**Exercise requirements:** Return every line below that contains the string "woman", copying each one in full.

━━━━━ Items

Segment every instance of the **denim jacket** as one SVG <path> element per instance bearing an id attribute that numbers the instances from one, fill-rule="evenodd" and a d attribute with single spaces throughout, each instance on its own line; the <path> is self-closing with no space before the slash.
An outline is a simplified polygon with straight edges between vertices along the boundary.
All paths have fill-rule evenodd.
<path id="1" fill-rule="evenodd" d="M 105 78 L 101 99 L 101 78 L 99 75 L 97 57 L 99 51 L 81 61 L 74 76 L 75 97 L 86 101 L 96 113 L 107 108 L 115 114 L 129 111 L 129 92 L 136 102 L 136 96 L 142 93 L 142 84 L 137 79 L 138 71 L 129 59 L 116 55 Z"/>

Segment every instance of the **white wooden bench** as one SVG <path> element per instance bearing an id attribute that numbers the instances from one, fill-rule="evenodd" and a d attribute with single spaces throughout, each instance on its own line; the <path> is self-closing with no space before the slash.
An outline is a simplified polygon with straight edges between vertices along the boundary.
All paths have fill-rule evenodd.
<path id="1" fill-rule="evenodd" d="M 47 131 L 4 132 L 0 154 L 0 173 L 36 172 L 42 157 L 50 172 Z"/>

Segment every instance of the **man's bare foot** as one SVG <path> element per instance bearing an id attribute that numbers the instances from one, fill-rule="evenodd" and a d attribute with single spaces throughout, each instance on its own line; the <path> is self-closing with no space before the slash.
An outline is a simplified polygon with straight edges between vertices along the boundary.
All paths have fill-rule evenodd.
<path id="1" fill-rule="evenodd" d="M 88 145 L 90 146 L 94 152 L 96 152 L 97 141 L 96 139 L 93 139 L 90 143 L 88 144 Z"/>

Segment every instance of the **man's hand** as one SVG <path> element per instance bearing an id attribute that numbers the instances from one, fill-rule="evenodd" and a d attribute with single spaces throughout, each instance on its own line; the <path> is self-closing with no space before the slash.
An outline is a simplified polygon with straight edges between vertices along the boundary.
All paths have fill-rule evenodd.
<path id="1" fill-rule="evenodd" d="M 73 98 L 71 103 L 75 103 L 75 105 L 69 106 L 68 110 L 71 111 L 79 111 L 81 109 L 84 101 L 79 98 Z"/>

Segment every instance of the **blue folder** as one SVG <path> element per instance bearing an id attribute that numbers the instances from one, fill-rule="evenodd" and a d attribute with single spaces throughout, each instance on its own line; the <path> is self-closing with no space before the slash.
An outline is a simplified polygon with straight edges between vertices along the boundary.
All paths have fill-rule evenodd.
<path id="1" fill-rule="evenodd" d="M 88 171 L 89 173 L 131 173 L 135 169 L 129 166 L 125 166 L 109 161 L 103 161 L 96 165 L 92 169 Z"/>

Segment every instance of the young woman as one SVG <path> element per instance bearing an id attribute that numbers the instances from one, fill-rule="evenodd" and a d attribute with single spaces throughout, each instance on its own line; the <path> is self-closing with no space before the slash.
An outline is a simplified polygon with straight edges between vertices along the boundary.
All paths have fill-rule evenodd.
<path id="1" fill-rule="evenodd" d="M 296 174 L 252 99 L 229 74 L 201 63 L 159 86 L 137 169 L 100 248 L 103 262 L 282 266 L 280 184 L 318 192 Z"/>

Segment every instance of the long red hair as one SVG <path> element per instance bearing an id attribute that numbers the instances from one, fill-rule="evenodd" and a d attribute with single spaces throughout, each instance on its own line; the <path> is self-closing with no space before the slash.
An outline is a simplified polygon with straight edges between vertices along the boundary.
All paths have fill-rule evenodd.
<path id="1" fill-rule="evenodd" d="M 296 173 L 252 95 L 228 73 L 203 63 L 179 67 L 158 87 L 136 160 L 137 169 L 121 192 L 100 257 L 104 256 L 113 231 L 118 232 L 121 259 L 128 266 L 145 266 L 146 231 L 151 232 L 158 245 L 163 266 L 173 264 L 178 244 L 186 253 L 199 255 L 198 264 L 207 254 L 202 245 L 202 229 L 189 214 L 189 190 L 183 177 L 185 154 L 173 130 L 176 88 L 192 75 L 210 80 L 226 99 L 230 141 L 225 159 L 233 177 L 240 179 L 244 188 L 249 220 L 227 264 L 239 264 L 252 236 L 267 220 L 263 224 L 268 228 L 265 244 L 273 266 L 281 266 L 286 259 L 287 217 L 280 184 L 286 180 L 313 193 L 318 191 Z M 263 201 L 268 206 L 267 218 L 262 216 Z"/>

━━━━━━━━━━
━━━━━ Items

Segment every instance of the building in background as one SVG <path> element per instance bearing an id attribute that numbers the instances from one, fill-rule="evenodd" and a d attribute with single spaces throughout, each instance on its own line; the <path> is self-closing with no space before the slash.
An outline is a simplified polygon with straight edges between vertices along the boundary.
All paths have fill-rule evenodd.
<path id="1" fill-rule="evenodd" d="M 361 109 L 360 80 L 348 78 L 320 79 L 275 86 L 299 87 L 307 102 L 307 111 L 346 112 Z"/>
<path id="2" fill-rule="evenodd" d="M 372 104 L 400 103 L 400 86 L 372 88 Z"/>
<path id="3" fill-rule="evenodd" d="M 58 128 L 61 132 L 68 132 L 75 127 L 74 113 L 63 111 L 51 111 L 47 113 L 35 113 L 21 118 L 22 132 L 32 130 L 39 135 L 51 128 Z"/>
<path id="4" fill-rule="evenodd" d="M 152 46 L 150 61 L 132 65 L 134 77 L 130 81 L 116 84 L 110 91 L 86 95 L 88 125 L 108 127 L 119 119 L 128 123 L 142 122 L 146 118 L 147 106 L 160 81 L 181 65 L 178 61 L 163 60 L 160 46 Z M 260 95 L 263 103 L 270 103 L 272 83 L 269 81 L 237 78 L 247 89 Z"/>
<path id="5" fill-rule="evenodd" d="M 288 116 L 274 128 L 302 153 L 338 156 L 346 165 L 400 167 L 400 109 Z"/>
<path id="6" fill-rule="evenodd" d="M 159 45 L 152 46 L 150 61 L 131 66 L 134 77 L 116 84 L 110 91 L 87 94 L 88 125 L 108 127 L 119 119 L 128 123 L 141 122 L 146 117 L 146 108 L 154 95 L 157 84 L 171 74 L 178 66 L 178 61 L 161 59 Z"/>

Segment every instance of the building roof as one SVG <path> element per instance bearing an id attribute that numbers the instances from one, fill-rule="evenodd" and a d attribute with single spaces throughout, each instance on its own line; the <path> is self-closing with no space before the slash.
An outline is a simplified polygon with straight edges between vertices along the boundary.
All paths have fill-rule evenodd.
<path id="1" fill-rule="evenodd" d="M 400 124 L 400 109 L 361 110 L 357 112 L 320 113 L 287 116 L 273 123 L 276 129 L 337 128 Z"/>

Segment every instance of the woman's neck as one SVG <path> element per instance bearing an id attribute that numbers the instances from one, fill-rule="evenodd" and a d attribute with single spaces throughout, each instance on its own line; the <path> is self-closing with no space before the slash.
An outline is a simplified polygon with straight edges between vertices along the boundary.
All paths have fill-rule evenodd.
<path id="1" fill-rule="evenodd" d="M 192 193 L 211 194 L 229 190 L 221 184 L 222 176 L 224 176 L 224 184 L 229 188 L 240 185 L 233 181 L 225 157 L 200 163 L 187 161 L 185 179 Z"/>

━━━━━━━━━━

**Task solution:**
Segment every instance of the young woman as one SVG <path> element per instance bearing an id attribute that numbers the instances from one, fill-rule="evenodd" and a d attribute with single spaces throughout, each instance on its own line; the <path> is self-closing with no space before the slash.
Segment every instance of the woman's neck as one SVG <path> element per instance bearing an id attribute that numbers the instances from one, fill-rule="evenodd" and a d attribute with single spaces throughout, each instance on its own line; the <path> is self-closing with no space before the slash.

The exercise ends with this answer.